*Source excerpt*

<<<<

Dodger Thoughts

Jon Weisman's outlet for dealing psychologically with the Los Angeles Dodgers, baseball and life

Month: October 2017

The Dodger bullpen is not overworked

Screen Shot 2017-10-28 at 8.45.04 AM

See the bullpen usage chart above? There is one number in bold. That — the 42 pitches thrown by Kenta Maeda in emergency relief of Yu Darvish during the 5-3, Game 3 loss to Houston, represents the only pitch count that any Dodger reliever has had in the World Series preventing him from pitching in the next game.

The only one. It’s not irrelevant — Maeda has been phenomenal in the playoffs, pitching exactly nine innings and allowing no runs, two singles and a walk with nine strikeouts. Nevertheless, Maeda being extended to 2 2/3 innings Friday represents literally the only moment any of the 12 Dodger pitchers has been asked to go beyond his assigned role.

Kenley Jansen? No. The Dodgers spent the entire season preparing him for longer outings. Throwing 43 pitches in two days after being rested for 120 hours is not overwork. For that matter, the game-tying home run he allowed in the ninth inning of Game 2 came 16 pitches into his outing — there is no way to argue workload was the cause.

>>>>

*Records*
<<<<

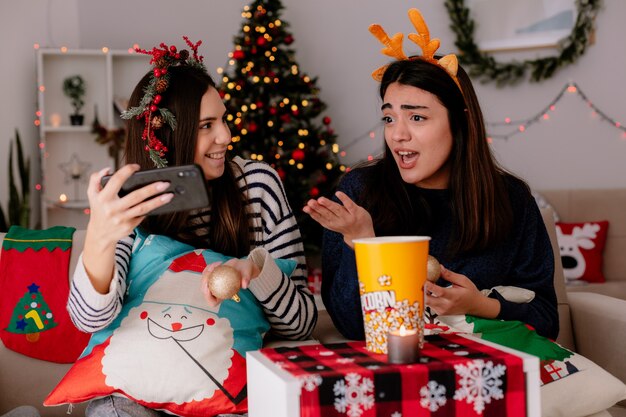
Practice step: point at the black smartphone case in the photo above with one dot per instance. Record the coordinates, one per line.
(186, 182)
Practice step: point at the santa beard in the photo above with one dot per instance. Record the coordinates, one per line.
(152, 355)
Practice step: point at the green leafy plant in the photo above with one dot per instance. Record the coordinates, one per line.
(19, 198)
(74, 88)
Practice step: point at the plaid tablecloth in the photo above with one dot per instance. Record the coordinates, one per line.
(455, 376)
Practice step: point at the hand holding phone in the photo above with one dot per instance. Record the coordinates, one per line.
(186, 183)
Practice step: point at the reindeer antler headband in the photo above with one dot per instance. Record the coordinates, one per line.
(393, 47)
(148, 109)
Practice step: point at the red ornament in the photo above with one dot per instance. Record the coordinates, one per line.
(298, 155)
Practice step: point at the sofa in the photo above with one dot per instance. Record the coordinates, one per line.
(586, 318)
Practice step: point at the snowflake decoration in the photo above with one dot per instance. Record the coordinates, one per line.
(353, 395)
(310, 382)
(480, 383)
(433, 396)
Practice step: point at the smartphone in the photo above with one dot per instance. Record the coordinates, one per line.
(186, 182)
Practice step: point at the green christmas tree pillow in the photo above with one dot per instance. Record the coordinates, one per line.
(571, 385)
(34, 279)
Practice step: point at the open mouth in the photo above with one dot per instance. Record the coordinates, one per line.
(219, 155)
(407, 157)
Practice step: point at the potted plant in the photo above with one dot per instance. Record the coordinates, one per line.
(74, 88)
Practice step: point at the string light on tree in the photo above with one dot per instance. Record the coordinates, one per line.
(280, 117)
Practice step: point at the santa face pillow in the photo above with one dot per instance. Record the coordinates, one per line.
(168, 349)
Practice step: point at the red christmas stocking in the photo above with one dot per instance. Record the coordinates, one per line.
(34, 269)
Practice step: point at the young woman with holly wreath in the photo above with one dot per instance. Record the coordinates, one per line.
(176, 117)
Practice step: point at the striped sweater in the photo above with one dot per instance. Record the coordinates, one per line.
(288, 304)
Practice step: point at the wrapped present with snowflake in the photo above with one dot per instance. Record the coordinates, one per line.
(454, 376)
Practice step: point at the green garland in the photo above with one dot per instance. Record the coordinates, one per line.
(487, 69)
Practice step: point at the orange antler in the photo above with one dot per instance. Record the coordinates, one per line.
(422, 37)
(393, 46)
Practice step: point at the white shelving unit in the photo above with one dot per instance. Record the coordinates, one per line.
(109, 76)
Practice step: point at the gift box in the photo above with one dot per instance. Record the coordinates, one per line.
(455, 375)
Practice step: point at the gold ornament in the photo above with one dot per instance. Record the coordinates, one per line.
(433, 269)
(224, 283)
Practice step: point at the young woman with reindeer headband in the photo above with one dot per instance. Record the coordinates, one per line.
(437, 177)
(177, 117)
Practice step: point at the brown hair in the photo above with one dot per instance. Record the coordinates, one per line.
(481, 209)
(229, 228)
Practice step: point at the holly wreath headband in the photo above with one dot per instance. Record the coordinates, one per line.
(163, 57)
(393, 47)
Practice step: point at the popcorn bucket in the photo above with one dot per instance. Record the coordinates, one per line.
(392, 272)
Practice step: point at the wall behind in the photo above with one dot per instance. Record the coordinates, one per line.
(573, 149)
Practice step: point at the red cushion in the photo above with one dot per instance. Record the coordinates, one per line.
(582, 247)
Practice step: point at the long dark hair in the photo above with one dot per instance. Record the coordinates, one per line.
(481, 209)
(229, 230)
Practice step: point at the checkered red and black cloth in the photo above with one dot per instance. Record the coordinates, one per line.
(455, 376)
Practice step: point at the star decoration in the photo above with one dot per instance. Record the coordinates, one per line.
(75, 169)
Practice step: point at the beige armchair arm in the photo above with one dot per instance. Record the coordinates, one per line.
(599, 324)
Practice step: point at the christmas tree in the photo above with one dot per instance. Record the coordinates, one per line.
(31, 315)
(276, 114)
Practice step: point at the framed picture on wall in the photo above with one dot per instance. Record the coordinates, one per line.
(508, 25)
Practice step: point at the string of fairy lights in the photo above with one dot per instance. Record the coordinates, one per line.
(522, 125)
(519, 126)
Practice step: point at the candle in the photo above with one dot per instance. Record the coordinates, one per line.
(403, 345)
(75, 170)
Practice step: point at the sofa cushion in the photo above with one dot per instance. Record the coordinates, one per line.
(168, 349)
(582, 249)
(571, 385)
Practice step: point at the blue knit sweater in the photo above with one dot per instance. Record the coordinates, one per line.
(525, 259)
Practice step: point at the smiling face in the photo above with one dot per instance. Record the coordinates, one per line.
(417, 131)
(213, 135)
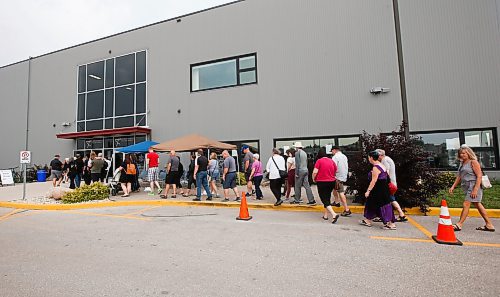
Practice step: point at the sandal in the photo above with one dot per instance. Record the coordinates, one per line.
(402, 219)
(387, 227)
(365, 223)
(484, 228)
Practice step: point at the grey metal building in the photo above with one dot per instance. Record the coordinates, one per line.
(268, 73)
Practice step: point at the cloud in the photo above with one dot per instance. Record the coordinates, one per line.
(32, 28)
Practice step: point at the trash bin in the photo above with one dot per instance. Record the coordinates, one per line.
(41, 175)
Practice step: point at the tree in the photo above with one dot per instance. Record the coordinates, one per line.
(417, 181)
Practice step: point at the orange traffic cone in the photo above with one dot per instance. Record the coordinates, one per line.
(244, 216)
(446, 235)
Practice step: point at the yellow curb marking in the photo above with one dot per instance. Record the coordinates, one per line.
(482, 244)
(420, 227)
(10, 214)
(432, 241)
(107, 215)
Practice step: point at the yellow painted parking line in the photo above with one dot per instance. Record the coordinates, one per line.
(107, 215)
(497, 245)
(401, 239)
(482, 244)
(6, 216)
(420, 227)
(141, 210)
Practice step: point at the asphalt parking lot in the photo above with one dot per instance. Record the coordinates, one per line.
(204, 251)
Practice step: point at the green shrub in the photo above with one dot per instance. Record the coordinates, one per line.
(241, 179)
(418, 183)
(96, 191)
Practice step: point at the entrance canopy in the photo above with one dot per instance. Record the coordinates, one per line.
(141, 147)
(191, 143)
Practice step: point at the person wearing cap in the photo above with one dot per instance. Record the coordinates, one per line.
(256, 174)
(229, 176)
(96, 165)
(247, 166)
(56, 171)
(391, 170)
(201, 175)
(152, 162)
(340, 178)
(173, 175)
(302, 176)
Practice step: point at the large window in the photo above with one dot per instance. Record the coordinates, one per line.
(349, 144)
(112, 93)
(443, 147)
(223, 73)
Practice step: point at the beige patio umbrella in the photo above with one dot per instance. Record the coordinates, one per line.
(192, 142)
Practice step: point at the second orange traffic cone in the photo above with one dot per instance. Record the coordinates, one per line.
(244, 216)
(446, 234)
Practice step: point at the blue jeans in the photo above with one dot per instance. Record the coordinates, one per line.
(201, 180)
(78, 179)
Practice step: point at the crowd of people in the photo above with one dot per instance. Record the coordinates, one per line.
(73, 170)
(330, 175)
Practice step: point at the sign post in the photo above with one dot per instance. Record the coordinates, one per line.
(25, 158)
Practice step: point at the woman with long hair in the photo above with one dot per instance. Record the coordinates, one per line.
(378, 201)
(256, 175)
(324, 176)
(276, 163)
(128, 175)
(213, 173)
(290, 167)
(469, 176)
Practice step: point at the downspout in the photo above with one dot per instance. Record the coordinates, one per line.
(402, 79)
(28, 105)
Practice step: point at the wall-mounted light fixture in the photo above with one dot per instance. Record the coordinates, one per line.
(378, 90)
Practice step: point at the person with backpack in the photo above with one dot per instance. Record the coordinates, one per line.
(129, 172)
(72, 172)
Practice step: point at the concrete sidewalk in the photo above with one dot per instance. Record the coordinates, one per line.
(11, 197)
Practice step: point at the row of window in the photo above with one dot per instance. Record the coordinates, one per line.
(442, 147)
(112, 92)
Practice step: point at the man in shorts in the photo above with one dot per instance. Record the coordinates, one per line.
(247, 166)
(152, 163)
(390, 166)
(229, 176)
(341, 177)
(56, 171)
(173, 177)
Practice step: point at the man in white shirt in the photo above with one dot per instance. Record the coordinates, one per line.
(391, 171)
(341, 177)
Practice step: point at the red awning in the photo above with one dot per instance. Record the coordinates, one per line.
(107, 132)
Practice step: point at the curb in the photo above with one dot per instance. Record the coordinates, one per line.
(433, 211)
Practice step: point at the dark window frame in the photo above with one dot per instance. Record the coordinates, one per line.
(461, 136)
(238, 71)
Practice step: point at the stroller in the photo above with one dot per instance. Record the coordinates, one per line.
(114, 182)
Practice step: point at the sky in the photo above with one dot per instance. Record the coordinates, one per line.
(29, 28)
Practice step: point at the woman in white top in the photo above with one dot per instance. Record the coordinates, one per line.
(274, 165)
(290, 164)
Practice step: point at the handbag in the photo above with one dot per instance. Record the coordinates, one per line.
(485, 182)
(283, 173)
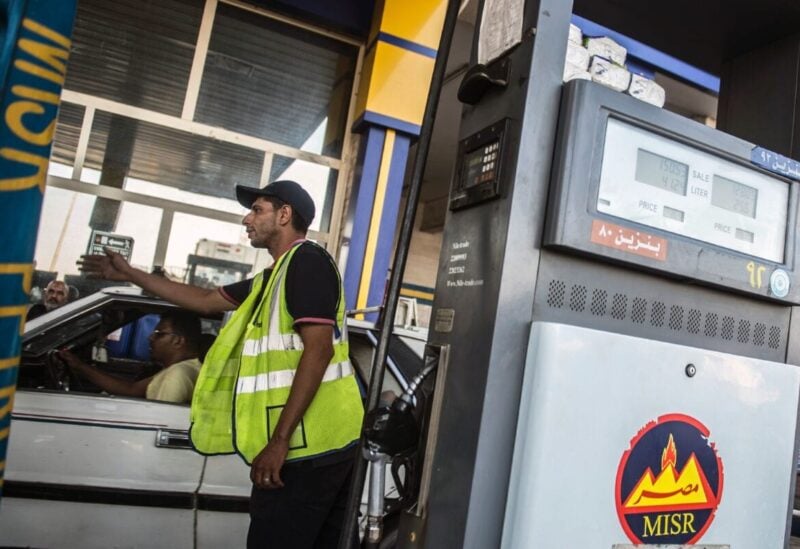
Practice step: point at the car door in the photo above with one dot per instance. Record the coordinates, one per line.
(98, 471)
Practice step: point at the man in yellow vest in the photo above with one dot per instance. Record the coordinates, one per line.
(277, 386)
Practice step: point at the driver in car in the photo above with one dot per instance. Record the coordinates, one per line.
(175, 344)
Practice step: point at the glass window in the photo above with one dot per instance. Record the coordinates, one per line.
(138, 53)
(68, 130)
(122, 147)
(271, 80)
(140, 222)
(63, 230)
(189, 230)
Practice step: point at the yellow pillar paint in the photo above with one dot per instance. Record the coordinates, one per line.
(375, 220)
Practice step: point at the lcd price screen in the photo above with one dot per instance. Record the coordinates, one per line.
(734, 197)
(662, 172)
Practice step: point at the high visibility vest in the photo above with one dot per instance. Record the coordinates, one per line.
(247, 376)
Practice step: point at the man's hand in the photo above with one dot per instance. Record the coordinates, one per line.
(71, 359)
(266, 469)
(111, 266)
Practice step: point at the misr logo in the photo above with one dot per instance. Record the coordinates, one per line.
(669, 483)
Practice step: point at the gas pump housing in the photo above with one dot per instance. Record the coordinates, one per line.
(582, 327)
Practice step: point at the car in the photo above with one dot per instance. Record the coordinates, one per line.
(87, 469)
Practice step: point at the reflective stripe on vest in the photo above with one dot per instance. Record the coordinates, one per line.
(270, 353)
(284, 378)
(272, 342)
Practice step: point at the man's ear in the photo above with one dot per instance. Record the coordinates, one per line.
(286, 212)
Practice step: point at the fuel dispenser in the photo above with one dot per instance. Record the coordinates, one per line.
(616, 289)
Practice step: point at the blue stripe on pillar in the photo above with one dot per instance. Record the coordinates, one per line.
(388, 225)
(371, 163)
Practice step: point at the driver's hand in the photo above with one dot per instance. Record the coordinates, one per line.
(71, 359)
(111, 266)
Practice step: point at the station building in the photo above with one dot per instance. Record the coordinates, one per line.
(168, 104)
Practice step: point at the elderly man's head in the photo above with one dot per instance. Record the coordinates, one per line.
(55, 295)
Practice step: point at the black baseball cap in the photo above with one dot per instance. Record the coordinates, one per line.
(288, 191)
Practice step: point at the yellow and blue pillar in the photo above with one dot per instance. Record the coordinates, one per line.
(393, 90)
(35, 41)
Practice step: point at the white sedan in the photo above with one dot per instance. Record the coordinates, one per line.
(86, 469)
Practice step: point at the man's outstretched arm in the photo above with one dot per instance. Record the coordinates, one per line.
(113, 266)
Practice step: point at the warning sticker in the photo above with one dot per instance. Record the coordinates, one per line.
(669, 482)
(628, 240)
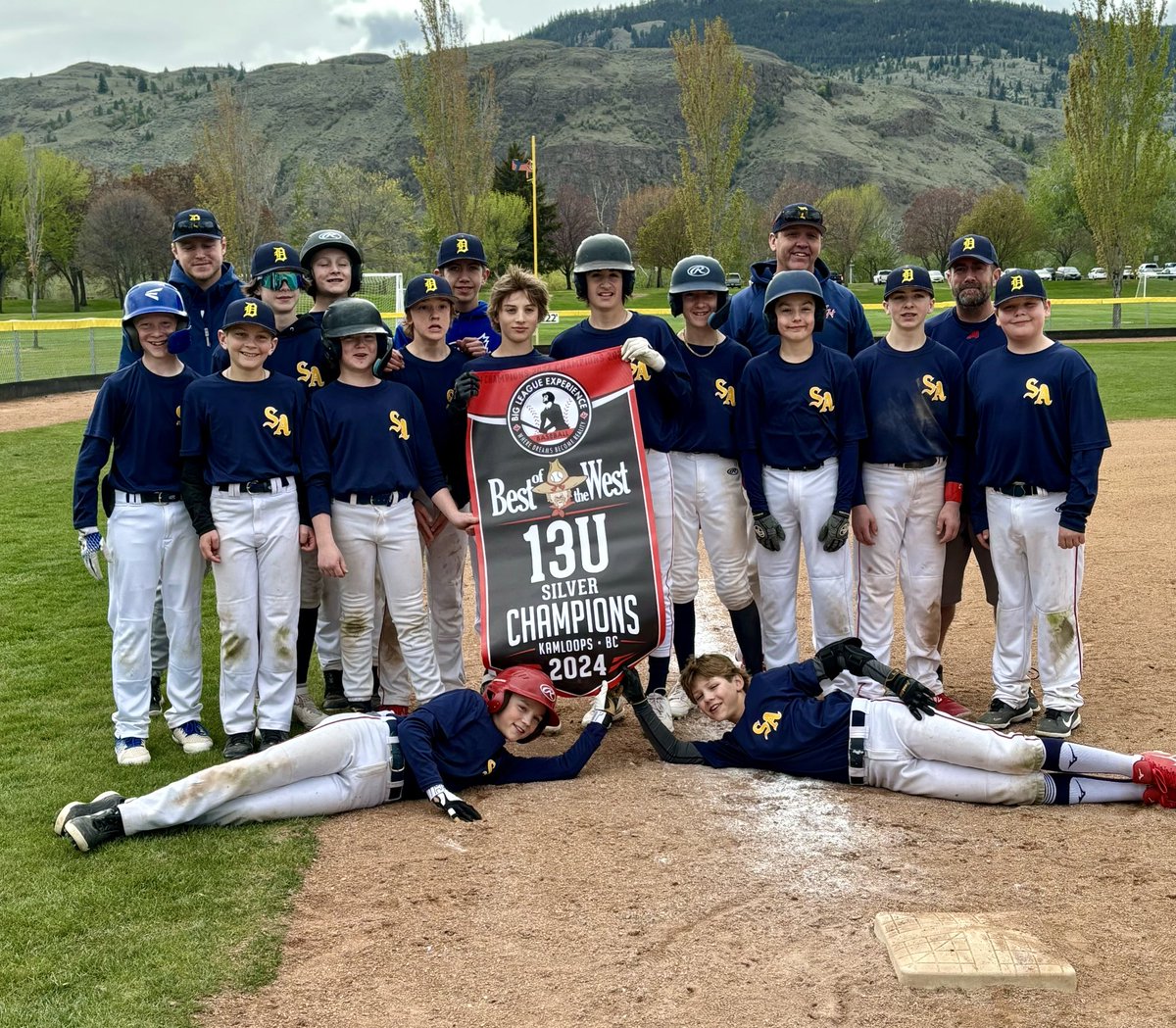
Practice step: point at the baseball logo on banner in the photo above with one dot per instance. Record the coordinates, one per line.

>>>>

*Task requirements*
[1] Show every line of the records that contains the word "woman", copying each such line in full.
[2] Resume the blog post on the Dodger bullpen's workload, continuing after its final sentence.
The text and the records were taken from unrelated sources.

*Answers in order*
[1]
Practice step: point at the young woman with holly wreath in the photo above with one dot per instance. Record the coordinates, one per line.
Practice step: point at the young woman with reindeer headband in the photo above with one dot per instance. Record the coordinates, one per line.
Practice step: point at the woman with long hair in the photo above with one dot per instance. Record the coordinates, one per line.
Practice step: point at the woman in white top in the photo above with one dot per instance. Record the coordinates, one per line.

[2]
The Dodger bullpen is not overworked. It had four days off entering the World Series, a fact everyone talked about before Game 1 but seemed to forget less than 48 hours later. The bullpen wasn’t overworked going into Game 3, even with Rich Hill being pulled after four innings, and with one exception, it isn’t overworked now. If anything, one could argue that the foibles of Ross Stripling, Josh Fields and Brandon McCarthy are the result of underwork. I’m not making that argument, but I’ll listen to it.

Heading into Game 4, the Dodger bullpen is overworked only in the sense that any bullpen would be overworked following a disaster start by an otherwise talented pitcher. And frankly, the fact that only one pitcher is shelved for tonight’s Game 4 is a positive, not a negative, especially when mitigated by Jansen backing into an extra day of rest.

No doubt, there will be some pitchers unavailable for Game 5, but that is always a likelihood when you play three games in a row. Again, Game 2 will have had nothing to do with that. Maeda and Morrow were destined to pitch in Game 2, no matter the inning. And Maeda was used in a situation designed to maximize his effectiveness and efficiency.

There was no domino effect to the workload of the pitching staff from Rich Hill’s early exit in Game 2. None. Every pitcher was primed for Game 3. If Dave Roberts and Rick Honeycutt made any mistake managing the staff, the biggest one would be not recognizing sooner that Darvish was hopeless in Game 3, not taking the same strategy that brought Maeda into Game 2 for Hill and employing it as soon as the Astro lineup turned over, and George Springer came up with two runners on and the Dodgers already trailing, 3-0.

But even then, it ain’t easy to bail out on a starting pitcher after nine batters, and perhaps more importantly, Maeda doesn’t warm up with the snap of your fingers.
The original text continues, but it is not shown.